Actually, the task is pretty complex, so do not try to solve it in one step. Divide and conquer!
Write an algorithm that merges two lists into one
Use it to merge a list of lists
Merging two lists into one
This is relatively easy to implement (but be careful with corner cases). The algorithm should have linear time complexity: O(2*L). Take a look at how std::merge is implemented. You just need to write your custom variant of std::merge, let's call it merge_intervals.
Applying a merge algorithm to a list of lists
This is a little bit tricky, but again, divide and conquer! The idea is to do recursive merge: split a list of lists on two halves and merge them.
template<class It, class Combine>
auto merge_n(It first, It last, Combine comb)
-> typename std::remove_reference<decltype(*first)>::type
{
if (first == last)
throw std::invalid_argument("Empty range");
auto count = std::distance(first, last);
if (count == 1)
return *first;
auto it = first;
std::advance(it, count / 2);
auto left = merge_n(first, it, comb);
auto right = merge_n(it, last, comb);
return comb(left, right);
}
Usage:
auto combine = [](const std::vector<DataType>& a, const std::vector<DataType>& b)
{
std::vector<DataType> result;
merge_intervals(a.begin(), a.end(), b.begin(), b.end(),
std::back_inserter(result));
return result;
};
auto output = merge_n(input.begin(), input.end(), combine);
The nice property of such recursive approach is a time complexity: it is O(L*N*log(N)) for the whole algorithm. So, to merge 1000 lists of 10000 elements each, the algorithm should run 10000 * 1000 * 9.966 = 99,660,000 cycles. It is 1,000,000 times faster than original algorithm.
Moreover, such algorithm is inherently parallelizable. It is not a big deal to write parallel version of merge_n and run it on thread pool.

I know I'm a bit late to the party, but when I started writing this you hadn't a suitable answer yet, and my solution should have a relatively good time complexity, so here you go:
I think the most straightforward way to approach this is to see each of your sorted lists as a stream of events: At a given time, the value (of that stream) changes to a new value:
template<typename T>
struct Point {
using value_type = T;
float time;
T value;
};
You want to superimpose those streams into a single stream (i.e. having their values summed up at any given point). For that you take the earliest event from all streams, and apply its effect on the result stream. Therefore, you need to first "undo" the effect that the previous value from that stream made on the result stream, and then add the new value to the current value of the result stream.
To be able to do that, you need to remember for each stream the last value, the next value (and when the stream is empty):
std::vector<std::tuple<Value, StreamIterator, StreamIterator>> streams;
The first element of the tuple is the last effect of that stream onto the result stream, the second is an iterator pointing to the streams next event, and the last is the end iterator of that stream:
transform(from, to, inserter(streams, begin(streams)),
[] (auto & stream) {
return make_tuple(static_cast<Value>(0), begin(stream), end(stream));
});
To be able to always get the earliest event of all the streams, it helps to keep the (information about the) streams in a (min) heap, where the top element is the stream with the next (earliest) event. That's the purpose of the following comparator:
auto heap_compare = [] (auto const & lhs, auto const & rhs) {
bool less = (*get<1>(lhs)).time < (*get<1>(rhs)).time;
return (not less);
};
Then, as long as there are still some events (i.e. some stream that is not empty), first (re)build the heap, take the top element and apply its next event to the result stream, and then remove that element from the stream. Finally, if the stream is now empty, remove it.
:::
* **Written request 1**: List every name prefixed with "std::" that appears in the forum thread on merging lists, giving each name once.
The records have no connection to the forum thread above.

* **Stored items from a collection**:
:::
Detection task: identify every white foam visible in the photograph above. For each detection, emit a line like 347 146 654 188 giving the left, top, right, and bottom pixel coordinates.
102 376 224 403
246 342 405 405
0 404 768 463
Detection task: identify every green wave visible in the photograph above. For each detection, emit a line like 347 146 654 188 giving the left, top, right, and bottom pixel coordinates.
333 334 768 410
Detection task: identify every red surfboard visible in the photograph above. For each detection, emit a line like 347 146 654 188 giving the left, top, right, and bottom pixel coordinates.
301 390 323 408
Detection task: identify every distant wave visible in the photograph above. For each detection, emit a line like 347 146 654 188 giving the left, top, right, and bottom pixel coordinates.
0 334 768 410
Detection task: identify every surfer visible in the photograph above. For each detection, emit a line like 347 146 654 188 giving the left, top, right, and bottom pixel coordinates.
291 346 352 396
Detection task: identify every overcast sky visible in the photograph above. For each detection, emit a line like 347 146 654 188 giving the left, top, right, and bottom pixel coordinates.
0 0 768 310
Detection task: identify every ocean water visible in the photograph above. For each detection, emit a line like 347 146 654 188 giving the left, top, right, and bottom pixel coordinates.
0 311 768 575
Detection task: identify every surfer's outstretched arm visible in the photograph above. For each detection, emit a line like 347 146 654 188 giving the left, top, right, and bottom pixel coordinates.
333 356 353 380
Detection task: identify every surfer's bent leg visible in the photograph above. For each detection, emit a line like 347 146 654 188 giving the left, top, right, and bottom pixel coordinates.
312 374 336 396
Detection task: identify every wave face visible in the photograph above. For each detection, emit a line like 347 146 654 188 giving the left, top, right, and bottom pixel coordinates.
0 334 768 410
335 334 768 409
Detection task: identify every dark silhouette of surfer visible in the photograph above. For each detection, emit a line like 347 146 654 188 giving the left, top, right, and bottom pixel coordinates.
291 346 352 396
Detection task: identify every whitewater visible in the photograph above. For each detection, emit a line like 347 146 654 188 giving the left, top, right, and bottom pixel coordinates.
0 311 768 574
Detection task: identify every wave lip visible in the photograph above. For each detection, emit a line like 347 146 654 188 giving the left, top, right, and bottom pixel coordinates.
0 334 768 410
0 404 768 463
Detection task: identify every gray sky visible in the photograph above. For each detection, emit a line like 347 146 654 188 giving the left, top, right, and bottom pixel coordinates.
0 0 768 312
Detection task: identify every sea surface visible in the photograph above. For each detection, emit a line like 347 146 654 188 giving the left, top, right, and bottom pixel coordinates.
:::
* **Written request 2**: Pick out every line of the records that contains the word "wave", and copy each one in full.

* **Written solution 1**:
std::merge
std::remove_reference
std::invalid_argument
std::distance
std::advance
std::vector
std::back_inserter
std::tuple

* **Written solution 2**:
Detection task: identify every green wave visible in the photograph above. For each detection, emit a line like 347 146 654 188 giving the left, top, right, and bottom pixel coordinates.
Detection task: identify every distant wave visible in the photograph above. For each detection, emit a line like 347 146 654 188 giving the left, top, right, and bottom pixel coordinates.
Detection task: identify every wave face visible in the photograph above. For each detection, emit a line like 347 146 654 188 giving the left, top, right, and bottom pixel coordinates.
Detection task: identify every wave lip visible in the photograph above. For each detection, emit a line like 347 146 654 188 giving the left, top, right, and bottom pixel coordinates.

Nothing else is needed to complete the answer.